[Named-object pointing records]

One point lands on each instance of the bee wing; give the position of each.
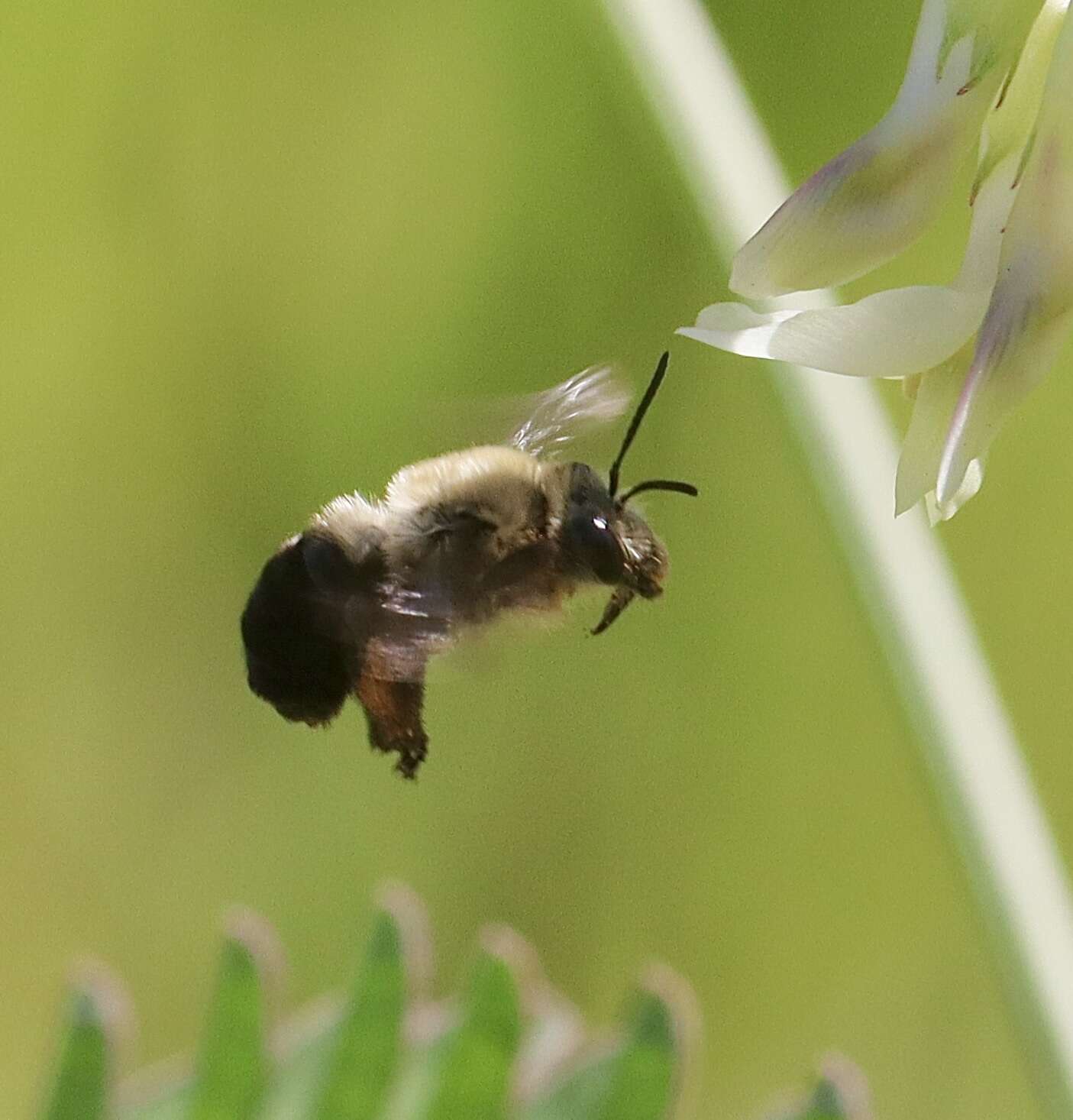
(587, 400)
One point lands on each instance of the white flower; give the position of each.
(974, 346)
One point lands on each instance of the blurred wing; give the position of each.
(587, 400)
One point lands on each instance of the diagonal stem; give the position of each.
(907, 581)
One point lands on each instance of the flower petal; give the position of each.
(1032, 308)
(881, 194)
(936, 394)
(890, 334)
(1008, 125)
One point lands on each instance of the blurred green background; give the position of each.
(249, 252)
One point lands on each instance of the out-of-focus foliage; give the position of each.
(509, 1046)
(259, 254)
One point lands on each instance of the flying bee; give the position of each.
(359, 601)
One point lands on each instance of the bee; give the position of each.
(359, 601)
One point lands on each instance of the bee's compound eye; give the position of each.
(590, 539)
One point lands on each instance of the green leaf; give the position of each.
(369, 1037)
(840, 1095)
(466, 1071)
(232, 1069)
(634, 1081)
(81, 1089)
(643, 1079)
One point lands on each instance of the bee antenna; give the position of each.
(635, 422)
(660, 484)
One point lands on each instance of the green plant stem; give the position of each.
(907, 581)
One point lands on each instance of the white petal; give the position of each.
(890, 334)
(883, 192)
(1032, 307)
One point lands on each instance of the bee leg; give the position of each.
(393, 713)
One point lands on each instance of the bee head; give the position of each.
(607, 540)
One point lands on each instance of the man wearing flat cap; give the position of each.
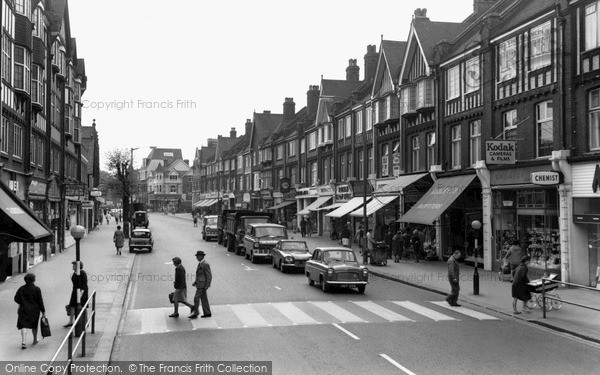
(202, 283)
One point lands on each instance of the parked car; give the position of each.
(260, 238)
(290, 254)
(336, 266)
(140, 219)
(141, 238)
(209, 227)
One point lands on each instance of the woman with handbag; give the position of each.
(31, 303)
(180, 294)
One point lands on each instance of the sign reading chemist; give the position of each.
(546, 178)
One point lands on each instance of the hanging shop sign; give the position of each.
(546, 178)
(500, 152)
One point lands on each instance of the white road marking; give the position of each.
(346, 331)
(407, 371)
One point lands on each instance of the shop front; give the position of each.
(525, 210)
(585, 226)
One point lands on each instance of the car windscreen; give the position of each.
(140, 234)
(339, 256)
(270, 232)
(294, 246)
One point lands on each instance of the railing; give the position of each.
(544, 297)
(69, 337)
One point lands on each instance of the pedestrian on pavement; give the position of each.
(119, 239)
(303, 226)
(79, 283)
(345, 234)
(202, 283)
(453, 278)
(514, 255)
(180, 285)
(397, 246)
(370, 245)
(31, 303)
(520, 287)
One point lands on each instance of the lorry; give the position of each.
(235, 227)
...
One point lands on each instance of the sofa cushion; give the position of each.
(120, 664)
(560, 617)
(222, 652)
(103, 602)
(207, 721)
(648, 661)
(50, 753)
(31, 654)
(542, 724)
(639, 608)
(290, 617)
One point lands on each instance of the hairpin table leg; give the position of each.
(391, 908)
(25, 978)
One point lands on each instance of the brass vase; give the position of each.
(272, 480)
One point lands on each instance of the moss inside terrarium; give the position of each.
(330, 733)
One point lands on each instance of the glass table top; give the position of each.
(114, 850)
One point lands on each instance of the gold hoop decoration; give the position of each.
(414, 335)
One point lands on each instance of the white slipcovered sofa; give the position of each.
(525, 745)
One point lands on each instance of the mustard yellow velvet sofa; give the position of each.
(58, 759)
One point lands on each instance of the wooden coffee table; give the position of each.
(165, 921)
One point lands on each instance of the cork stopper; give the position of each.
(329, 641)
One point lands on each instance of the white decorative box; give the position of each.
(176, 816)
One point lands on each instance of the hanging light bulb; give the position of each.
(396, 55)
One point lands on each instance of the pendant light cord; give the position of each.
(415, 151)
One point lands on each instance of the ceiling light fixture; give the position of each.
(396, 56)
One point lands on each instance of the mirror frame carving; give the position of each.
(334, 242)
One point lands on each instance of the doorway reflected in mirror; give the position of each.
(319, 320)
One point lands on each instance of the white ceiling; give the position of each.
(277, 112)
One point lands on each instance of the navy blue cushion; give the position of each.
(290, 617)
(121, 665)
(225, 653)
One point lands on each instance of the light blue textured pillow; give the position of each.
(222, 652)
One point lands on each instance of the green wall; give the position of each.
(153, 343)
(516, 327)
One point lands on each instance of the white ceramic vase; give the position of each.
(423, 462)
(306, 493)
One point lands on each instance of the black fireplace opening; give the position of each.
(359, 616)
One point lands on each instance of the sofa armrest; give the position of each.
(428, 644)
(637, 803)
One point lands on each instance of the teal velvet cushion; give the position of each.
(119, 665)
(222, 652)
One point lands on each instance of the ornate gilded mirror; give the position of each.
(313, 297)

• _Problem to solve_: Rewrite the lines from the line with "One point lands on each instance of the bee wing;" to the line with "(1008, 125)", swapping "flower" for "blossom" and leaving everything else unchanged. Omit the pictures from your answer.

• _The completed task_:
One point lands on each instance of the bee wing; give the position of each.
(587, 400)
One point lands on each instance of the white blossom; give the position of each.
(974, 346)
One point lands on each instance of the blurred wing; give the position of each.
(587, 400)
One point lands on each instance of the diagonal stem; give the position of each.
(907, 581)
One point lands on each instance of the blossom petal; give the position of each.
(1032, 308)
(881, 194)
(936, 394)
(890, 334)
(1008, 125)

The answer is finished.